━━━ Task input

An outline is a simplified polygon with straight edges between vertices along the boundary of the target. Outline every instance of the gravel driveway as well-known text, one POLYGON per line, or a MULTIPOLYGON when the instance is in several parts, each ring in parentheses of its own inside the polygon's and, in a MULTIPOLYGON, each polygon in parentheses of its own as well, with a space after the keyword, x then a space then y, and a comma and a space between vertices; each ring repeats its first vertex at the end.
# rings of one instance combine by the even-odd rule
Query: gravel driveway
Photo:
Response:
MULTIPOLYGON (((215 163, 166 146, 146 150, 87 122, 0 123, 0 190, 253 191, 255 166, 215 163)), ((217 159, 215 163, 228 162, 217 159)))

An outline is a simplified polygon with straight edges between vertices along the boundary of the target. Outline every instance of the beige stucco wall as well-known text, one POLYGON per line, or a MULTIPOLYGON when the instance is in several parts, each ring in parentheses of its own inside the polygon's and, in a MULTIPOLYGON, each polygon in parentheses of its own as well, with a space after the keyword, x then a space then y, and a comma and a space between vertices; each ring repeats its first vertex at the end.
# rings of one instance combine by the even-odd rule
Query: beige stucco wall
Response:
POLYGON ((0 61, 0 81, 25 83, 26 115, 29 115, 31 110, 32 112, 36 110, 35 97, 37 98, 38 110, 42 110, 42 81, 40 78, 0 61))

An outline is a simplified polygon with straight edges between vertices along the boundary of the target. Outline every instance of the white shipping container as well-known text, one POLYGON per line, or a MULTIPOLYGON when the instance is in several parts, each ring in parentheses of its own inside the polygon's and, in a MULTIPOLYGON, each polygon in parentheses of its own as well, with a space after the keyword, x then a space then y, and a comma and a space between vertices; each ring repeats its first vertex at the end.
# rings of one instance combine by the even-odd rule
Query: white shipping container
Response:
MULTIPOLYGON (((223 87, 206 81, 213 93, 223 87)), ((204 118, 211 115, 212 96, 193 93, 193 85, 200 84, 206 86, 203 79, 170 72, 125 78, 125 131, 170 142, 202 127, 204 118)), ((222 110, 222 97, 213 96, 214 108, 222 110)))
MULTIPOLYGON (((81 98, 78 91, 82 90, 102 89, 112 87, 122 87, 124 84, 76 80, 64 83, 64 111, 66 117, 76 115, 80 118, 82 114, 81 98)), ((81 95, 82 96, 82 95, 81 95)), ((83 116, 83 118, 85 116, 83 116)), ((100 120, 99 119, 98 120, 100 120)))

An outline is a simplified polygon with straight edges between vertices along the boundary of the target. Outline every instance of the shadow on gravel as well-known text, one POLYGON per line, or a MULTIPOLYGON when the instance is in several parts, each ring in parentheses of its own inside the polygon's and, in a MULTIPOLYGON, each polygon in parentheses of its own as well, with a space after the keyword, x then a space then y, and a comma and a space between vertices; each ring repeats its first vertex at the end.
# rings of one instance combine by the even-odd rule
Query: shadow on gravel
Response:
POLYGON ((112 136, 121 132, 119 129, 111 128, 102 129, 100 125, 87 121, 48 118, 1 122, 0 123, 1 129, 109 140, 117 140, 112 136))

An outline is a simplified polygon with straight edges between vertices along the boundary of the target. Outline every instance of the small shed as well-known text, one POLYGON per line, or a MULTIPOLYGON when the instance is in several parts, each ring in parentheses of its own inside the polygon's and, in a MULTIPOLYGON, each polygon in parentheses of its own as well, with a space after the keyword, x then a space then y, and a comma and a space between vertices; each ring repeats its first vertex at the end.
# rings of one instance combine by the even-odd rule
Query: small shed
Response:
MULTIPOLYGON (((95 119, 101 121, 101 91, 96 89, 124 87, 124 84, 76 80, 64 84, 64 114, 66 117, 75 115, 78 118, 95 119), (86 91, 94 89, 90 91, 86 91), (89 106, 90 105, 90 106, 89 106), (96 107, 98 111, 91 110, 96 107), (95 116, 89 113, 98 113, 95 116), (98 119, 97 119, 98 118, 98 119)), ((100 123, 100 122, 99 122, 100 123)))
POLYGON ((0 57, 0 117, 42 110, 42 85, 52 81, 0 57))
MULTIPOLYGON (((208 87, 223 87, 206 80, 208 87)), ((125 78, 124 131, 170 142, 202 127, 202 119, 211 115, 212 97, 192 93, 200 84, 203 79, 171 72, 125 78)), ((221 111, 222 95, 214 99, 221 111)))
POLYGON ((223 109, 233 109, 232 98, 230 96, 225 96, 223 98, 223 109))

━━━━━━

Copy the part above that opens with the line containing "of the beige" and closes with the line containing "POLYGON ((0 61, 0", both lines included, keeping the requests unchanged. Shift every coordinate in the answers by -93.

An outline is a simplified polygon with straight edges between vertices along the boundary of the target. Outline every instance of the beige stucco wall as well-known text, one POLYGON per line, or a MULTIPOLYGON when the instance is in several parts, each ring in parentheses of its own inside the polygon's and, in a MULTIPOLYGON, each polygon in parentheses of its own as well, with a space after the keyword, x then a space then y, and a comma and a space between vertices; each ring repeats its first vertex at the end.
# rings of one instance combine by the even-odd rule
Query: beige stucco wall
Response:
POLYGON ((-93 -32, -93 -12, -68 -10, -67 22, -64 22, -62 17, -61 19, -57 17, -58 4, -56 5, -55 17, -51 17, -51 -12, -53 -15, -93 -32))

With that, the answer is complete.